> Text passage
Content starts
A 71-year-old man presented to our hospital emergency department with persistent spasmodic epigastric and periumbilical abdominal pain associated with one episode of vomiting. The pain was not associated with indigestion. His past medical history included hypertension, atrial fibrillation, and alcohol abuse which had resulted in alcoholic cardiomyopathy. However, the patient had been abstinent from alcohol for the past two years. He had no history of pancreatitis or previous hospitalizations for similar abdominal pain. The patient denied fever, chills, diarrhea, constipations, weight changes, and previous similar episodes. On physical examination, he was found to be in severe distress and hypertensive. Upon abdominal examination, moderate epigastric tenderness on palpation with no guarding or rigidity and normo-active bowel sounds were noted. Both rectal examination and stool for occult blood were negative. Electrocardiography showed atrial fibrillation. CT without intravenous (IV) contrast material of the abdomen revealed an ill-defined area in the head of the pancreas with normal body and tail of the pancreas. Upon a subsequent drop in the patient’s hematocrit, a CT with IV contrast was performed which showed a retroperitoneal hematoma near the head of the pancreas and an occlusion in the distal part of the SMA. Extensive necrosis of the small intestines due to SMA thrombosis was also noted. Selective SMA angiography revealed a ruptured IPDA aneurysm.
The patient was successfully treated with percutaneous transcatheter coil embolotherapy (PTCE) and resection of the necrotic bowel. He was discharged from the hospital and was transferred to a rehabilitation facility and then to home.
Splanchnic vasculature aneurysms are uncommon surgical entities with a risk for rupture and life-threatening complications due to their elusive clinical presentation. Although treatment is proposed for both symptomatic and asymptomatic VAAs due to the unpredictable nature of aneurysm rupture, the approach to symptomatic and asymptomatic aneurysm is different (7, 8, 33). Treatment is indicated for asymptomatic VAAs with the exception of splenic artery aneurysm which are treated only when the diameter is larger than 2.5cm or when they occur in women of childbearing age or pregnant patients (34)
The gold standard for treatment of VAAs is surgery (35-37); however, endovascular techniques such as the PTCE have now become the mainstay of VAA management. Embolization has become the method of choice for symptomatic or ruptured VAAs (38-41), and the first line of therapy in an emergency setting with rare fatalities and complications (40-42). It is a safer alternative to open surgical management of VAAs which are associated with a high operative mortality; 36% for splenic artery aneurysms (41, 43) and 21% for hepatic artery aneurysms (44). Similarly, the operative mortality for pseudoaneurysm is 30%-50% (18)
Some of the factors leading to poor outcome of VAAs include location of the aneurysm, general health status of the patients, systemic risk factors, and difficulty with surgical exposure. Although, percutaneous techniques have become very popular in the management of VAAs due to their low risk involvement, it has a few disadvantages such as sepsis due to the presence of a foreign body or the embolization coils. However, success rates for PTCE have been reported to be as high as 80%. (18)
Content ends
> Entries shown
Content starts
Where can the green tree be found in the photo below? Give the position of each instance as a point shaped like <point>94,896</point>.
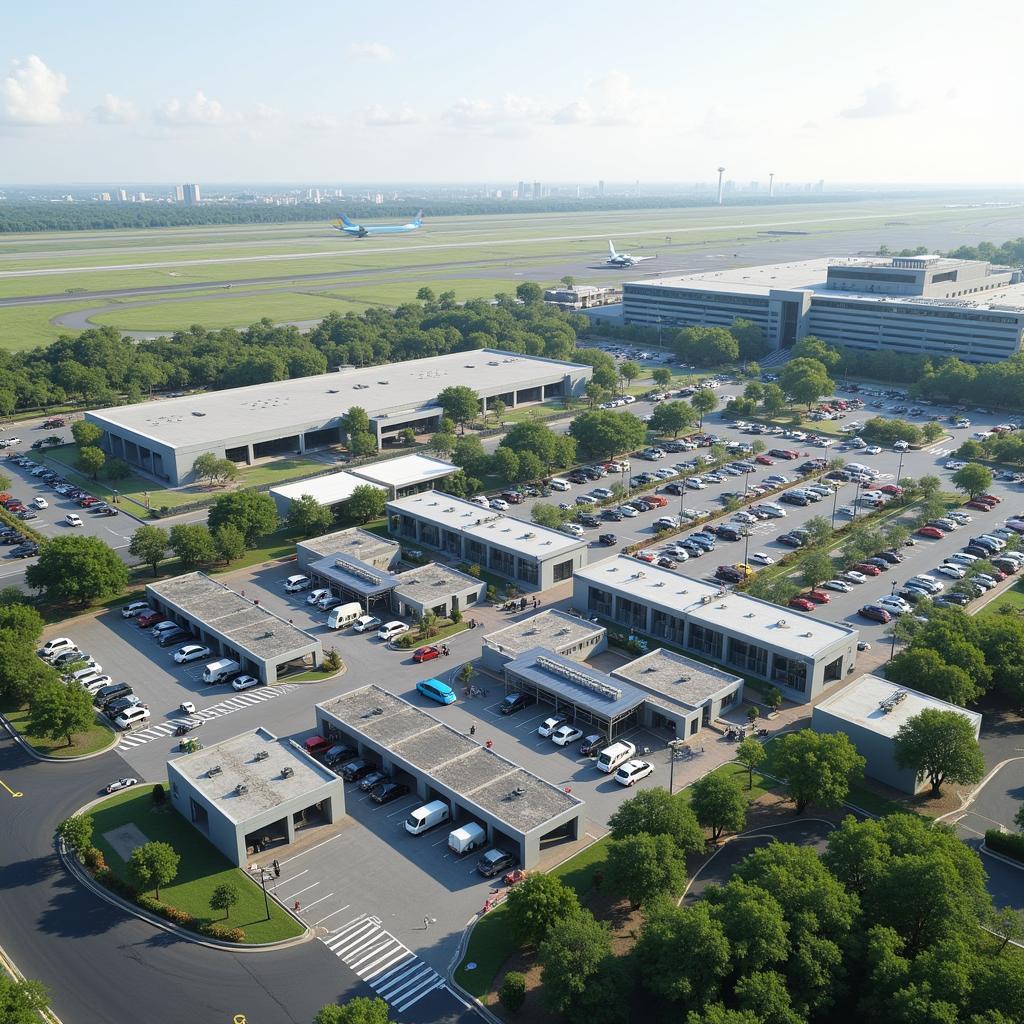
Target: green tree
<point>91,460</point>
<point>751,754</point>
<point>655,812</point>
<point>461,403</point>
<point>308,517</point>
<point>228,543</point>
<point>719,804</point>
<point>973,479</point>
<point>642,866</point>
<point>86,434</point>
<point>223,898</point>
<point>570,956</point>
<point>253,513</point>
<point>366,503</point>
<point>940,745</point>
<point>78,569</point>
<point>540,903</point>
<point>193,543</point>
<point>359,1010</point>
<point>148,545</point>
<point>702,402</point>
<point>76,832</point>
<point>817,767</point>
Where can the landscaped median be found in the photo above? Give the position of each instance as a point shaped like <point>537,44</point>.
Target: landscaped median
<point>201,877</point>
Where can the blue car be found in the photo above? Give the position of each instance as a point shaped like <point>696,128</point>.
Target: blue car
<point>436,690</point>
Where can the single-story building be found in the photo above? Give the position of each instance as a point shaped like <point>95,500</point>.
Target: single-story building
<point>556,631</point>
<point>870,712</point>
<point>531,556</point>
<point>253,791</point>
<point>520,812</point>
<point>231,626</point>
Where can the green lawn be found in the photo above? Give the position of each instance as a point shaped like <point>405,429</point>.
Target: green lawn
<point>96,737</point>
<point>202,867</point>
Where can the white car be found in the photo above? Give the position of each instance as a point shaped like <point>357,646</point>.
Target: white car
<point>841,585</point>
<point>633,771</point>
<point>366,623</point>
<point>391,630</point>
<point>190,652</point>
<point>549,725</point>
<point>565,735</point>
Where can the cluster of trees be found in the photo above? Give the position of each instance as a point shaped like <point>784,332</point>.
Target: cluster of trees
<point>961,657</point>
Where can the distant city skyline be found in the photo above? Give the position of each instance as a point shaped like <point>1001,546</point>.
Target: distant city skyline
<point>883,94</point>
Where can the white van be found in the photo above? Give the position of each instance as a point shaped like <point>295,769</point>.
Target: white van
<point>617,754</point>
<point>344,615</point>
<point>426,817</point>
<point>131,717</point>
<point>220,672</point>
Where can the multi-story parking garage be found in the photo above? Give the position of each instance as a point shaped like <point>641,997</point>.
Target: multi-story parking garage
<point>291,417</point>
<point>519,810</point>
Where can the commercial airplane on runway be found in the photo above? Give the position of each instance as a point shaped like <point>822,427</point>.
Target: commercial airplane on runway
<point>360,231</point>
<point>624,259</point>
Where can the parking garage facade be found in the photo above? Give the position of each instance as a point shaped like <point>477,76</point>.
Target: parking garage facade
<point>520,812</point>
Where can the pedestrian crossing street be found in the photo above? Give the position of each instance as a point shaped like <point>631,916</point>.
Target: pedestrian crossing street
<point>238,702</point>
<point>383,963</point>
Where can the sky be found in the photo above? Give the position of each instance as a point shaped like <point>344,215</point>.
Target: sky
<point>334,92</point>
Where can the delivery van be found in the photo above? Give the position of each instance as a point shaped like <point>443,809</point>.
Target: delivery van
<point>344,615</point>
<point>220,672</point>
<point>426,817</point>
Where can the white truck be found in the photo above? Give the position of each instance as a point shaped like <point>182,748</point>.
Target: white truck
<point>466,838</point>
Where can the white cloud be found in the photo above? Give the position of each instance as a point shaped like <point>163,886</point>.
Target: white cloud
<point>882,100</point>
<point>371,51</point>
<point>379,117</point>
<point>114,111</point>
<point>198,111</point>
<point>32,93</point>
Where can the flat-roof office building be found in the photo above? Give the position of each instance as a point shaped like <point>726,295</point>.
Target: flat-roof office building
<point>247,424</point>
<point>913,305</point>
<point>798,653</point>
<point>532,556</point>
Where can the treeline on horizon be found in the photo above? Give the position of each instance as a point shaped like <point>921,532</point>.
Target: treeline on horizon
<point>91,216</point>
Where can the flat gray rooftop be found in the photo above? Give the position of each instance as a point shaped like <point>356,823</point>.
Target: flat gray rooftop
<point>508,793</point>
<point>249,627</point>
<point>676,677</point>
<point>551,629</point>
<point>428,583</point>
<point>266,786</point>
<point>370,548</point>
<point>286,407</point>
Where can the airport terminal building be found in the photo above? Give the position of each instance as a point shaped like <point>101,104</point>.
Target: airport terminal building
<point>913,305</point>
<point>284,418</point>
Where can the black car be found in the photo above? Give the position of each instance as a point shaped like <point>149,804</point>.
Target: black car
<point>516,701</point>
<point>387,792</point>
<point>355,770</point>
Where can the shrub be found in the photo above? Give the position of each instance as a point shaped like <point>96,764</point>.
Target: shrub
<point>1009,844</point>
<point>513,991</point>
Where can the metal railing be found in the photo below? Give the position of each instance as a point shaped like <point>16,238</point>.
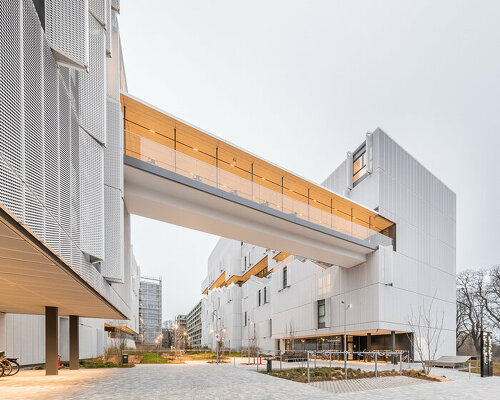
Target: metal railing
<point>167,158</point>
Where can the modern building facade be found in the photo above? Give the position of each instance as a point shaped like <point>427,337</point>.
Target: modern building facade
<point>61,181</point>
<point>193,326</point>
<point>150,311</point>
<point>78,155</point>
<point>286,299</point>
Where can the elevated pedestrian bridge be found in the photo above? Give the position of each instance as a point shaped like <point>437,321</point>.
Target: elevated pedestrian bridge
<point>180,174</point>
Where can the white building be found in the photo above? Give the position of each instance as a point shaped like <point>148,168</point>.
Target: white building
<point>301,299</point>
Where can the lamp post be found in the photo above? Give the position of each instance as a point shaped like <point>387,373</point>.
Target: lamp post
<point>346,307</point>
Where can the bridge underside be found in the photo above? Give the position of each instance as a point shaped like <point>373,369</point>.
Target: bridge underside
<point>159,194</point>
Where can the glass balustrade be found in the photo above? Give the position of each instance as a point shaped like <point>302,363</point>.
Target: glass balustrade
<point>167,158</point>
Content ends
> Task brief
From the case report text, reproduce the passage between "The patient was" and "then to home.", inclusive.

> Response to the exercise
The patient was successfully treated with percutaneous transcatheter coil embolotherapy (PTCE) and resection of the necrotic bowel. He was discharged from the hospital and was transferred to a rehabilitation facility and then to home.